The activists say they want the country's top judges to declare that women's rights are violated when they die in childbirth, the kind of statement a lower court declined to give last week. In rejecting the petition, the Constitutional Court said the matter was for the country's political leaders to handle.
The country's top judges have a serious role to play: A declaration favoring the women activists would shame the government into action that drastically reduces mortality among childbearing women in Uganda, activists say.
"All we want is a declaration that when women die during childbirth it is a violation of their rights," said Noor Musisi of the Center for Health, Human Rights and Development, a Kampala-based group that is championing the legal push. The groups presented the bid to the Supreme Court on Tuesday.
Uganda loses 16 women in childbirth daily, a figure some activists boldly emphasize on placards during regular marches in the streets of the Ugandan capital. Most of these deaths happen in villages where bad roads and poverty make it difficult for women to reach health centers. Even when they get there, some say, the available care is poor.
Health centers have been built in villages across Uganda, but the structures are usually devoid of equipment and medicine. Ugandan newspapers frequently tell stories of midwives and nurses who treat women in labor with a chilling lack of compassion. And at times, when the caregivers are overwhelmed, some women are left to die.
Valente Inziku, a Ugandan man who lost his wife and baby in such circumstances in 2010, blamed the government for his loss. The hospital in northern Uganda where his wife went had no gloves or a delivery kit that Sunday morning, and the midwives were greatly outnumbered by the patients, he said. The nurses asked him to buy gloves that were never used.
"She was not attended to," Inziku said. "She waved her hands the whole day but no one responded. Then she started bleeding. She bled and bled and then she died in my hands."
On a visit to Uganda in February, the head of President Barack Obama's Global Health Initiative said she had asked Ugandan officials to take "greater ownership" of maternal health care and avoid sinking deeper into dependency on foreign benefactors.
"Far too many women lose their lives giving birth," Lois Quam told reporters in Kampala. "When a mother bleeds to death a nation bleeds."
The Ugandan government employs only about half of the health professionals the country needs, according to Samuel Lyomoki, a lawmaker and physician who has been prominent in calling for more action to improve maternal health. If the number rose to 65 percent, Lyomoki said, Uganda's maternal mortality rate would fall substantially.
"The problem here is lack of commitment," he said. "The point here is not the money. You cannot as a country look on callously and facelessly when we lose 16 women every day through preventable causes."
The case now before the Supreme Court is supported by over 50 civil society organizations, and analysts say its practical impact would be to embarrass a government that claims to have done more than the previous regimes to address women's issues.
"We just want the government to meet its obligations," said Ben Twinomugisha, a law professor at Uganda's Makerere University who is advising the women activists.
Lyomoki, the lawmaker, said Uganda needs to hire 5,000 more medical workers and $60 million must be added to the health budget to accomplish that. Analysts say this money is available in a country where millions are lost every year through corruption and wasteful spending. Last year Uganda spent more than $700 million to acquire Russian-made fighter jets and military hardware when the country was not at war, and the president's official residence is notorious for requisitioning huge sums that are rarely accounted for.
Fred Muhumuza, a development economist who advises the Ugandan government, said the issue of maternal mortality has proved difficult to tackle.
"Some of the problems we have with maternal health go beyond recruitment," Muhumuza said. "There is a complex web of problems. Where are the people you are going to recruit? The supply of skilled workers is also a problem."
He said some medical workers do not want to work in a village no matter how much they are paid.

- [Listed entries]:

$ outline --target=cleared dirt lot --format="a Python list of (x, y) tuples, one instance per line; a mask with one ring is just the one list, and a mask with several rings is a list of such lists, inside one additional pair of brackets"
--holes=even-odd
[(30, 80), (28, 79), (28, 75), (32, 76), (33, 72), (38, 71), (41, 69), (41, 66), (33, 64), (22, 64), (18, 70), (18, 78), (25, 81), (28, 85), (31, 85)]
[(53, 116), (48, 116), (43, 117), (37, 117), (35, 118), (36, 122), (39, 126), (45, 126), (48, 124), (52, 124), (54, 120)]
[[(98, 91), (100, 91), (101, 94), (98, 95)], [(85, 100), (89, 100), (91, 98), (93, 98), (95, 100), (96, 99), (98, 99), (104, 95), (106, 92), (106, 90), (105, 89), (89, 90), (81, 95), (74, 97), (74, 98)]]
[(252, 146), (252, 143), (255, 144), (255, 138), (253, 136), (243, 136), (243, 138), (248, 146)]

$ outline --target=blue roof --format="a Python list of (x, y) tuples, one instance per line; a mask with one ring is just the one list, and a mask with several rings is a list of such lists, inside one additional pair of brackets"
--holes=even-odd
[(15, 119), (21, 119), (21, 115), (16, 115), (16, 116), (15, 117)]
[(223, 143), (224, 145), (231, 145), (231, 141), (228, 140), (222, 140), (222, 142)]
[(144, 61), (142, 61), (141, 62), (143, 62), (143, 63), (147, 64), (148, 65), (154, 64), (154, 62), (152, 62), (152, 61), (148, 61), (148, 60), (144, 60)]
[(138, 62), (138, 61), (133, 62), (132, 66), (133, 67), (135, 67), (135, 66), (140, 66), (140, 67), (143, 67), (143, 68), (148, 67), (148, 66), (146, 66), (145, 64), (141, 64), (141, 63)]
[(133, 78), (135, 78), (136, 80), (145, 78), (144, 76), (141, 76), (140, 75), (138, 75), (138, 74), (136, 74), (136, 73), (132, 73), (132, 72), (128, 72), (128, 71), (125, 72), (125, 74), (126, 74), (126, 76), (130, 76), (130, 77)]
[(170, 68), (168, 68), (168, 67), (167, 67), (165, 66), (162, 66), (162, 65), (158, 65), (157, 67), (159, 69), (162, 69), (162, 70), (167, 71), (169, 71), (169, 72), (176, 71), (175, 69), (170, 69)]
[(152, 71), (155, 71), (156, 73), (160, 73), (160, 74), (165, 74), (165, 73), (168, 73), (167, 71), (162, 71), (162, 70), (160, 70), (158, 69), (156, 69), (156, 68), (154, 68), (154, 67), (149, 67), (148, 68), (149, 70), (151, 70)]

- [Prompt]:
Could you write out the part of the article on maternal deaths in Uganda starting with "Fred Muhumuza, a" and going on through "they are paid."? The records come from a different source than the article on maternal deaths in Uganda.

- [Answer box]:
Fred Muhumuza, a development economist who advises the Ugandan government, said the issue of maternal mortality has proved difficult to tackle.
"Some of the problems we have with maternal health go beyond recruitment," Muhumuza said. "There is a complex web of problems. Where are the people you are going to recruit? The supply of skilled workers is also a problem."
He said some medical workers do not want to work in a village no matter how much they are paid.